WORK REQUIRED:
Recast the entries below as a Markdown table with two columns, "Index" for the row number and "Content" for the line, and omit blank lines.

DATASET ROWS:
— Begin —

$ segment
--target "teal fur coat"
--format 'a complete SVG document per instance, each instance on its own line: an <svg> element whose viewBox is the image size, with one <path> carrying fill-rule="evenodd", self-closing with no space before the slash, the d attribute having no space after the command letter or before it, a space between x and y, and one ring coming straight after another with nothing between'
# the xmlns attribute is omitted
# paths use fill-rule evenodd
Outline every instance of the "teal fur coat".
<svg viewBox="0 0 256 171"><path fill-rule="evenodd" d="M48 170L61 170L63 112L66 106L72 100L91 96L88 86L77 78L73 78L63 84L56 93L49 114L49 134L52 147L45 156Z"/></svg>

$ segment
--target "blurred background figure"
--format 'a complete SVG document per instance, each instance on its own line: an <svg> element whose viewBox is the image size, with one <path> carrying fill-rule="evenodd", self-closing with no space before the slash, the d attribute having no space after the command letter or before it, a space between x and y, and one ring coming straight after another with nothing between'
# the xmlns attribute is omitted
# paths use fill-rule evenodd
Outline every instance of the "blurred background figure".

— End —

EXERCISE RESPONSE:
| Index | Content |
|---|---|
| 1 | $ segment |
| 2 | --target "teal fur coat" |
| 3 | --format 'a complete SVG document per instance, each instance on its own line: an <svg> element whose viewBox is the image size, with one <path> carrying fill-rule="evenodd", self-closing with no space before the slash, the d attribute having no space after the command letter or before it, a space between x and y, and one ring coming straight after another with nothing between' |
| 4 | # the xmlns attribute is omitted |
| 5 | # paths use fill-rule evenodd |
| 6 | Outline every instance of the "teal fur coat". |
| 7 | <svg viewBox="0 0 256 171"><path fill-rule="evenodd" d="M48 170L61 170L63 112L66 106L72 100L91 96L88 86L77 78L73 78L63 84L56 93L49 114L49 134L52 147L45 156Z"/></svg> |
| 8 | $ segment |
| 9 | --target "blurred background figure" |
| 10 | --format 'a complete SVG document per instance, each instance on its own line: an <svg> element whose viewBox is the image size, with one <path> carrying fill-rule="evenodd", self-closing with no space before the slash, the d attribute having no space after the command letter or before it, a space between x and y, and one ring coming straight after another with nothing between' |
| 11 | # the xmlns attribute is omitted |
| 12 | # paths use fill-rule evenodd |
| 13 | Outline every instance of the "blurred background figure". |